# [Your instructions]
At the line with "shown by (197,187).", start copying; carry on through the last line of the material below, exactly as written, and stop there.

# [Recorded information]

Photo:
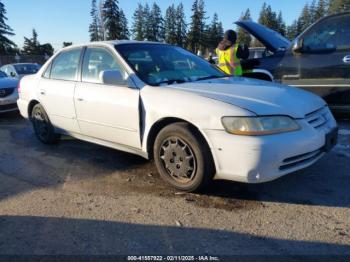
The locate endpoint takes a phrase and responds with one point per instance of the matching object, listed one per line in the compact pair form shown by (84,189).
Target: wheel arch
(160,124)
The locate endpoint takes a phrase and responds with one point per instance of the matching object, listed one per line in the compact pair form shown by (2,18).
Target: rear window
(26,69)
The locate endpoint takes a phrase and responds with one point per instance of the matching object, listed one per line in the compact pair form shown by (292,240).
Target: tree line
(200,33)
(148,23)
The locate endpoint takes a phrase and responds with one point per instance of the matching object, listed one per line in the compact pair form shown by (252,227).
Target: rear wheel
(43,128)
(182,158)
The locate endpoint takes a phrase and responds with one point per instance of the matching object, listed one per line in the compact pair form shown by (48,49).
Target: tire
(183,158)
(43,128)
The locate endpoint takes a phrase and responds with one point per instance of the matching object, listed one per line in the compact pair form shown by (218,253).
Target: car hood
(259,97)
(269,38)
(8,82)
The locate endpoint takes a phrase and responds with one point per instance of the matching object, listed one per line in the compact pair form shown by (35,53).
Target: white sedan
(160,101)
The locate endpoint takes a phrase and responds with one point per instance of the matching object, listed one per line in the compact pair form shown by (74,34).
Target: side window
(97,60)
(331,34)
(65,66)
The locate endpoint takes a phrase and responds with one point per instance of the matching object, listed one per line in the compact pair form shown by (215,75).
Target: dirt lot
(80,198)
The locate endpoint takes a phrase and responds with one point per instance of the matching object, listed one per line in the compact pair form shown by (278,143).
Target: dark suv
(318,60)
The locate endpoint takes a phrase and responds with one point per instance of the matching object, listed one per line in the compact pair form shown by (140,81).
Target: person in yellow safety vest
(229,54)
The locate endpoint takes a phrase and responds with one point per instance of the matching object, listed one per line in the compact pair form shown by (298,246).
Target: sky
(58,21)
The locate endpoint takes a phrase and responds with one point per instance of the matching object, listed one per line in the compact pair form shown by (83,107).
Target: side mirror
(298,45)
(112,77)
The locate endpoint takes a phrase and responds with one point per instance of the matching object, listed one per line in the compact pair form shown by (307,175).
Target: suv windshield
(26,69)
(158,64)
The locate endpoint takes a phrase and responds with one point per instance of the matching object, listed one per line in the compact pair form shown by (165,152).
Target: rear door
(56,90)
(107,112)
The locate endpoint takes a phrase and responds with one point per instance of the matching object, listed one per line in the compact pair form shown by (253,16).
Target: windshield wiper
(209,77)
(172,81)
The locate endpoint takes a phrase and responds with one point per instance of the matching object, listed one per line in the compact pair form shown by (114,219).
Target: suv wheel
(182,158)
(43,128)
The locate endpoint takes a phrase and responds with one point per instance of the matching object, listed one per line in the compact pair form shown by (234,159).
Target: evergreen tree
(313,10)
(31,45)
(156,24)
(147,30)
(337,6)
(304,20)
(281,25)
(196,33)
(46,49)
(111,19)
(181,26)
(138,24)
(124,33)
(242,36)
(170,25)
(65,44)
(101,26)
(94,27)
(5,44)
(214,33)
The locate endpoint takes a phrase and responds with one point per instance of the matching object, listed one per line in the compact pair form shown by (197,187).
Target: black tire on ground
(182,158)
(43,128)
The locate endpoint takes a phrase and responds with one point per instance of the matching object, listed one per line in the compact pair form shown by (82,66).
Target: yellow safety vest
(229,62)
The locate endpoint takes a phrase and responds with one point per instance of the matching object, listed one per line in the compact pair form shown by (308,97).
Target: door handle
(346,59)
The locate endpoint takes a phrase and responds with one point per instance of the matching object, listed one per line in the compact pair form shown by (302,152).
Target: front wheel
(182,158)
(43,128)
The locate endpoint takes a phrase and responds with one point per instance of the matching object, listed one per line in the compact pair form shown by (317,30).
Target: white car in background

# [Task solution]
The locate endpoint takes a phrase and responds with one point per instance of the matching object, listed one per line in the compact pair form shown by (197,187).
Target: black tire on ground
(182,158)
(43,128)
The locate endpoint takes a phrase and responds with one point per instance of the matching object, listed one per line in the compact pair form shown by (82,66).
Target: yellow safety vest
(229,62)
The locate endpoint takes a phrase and responds with one point per instance of the matching object, listed one per line in the compact pair form shown by (308,97).
Target: door handle
(346,59)
The locate endpoint takes a phrase and responds with one point per instance of the matching object, listed one per line in the compact pair form shown by (302,152).
Target: front wheel
(182,158)
(43,128)
The locate endpoint takes a phrase and responds with one point per instance of the matching object, listed one per line in the compact pair form shown by (317,30).
Target: white car in background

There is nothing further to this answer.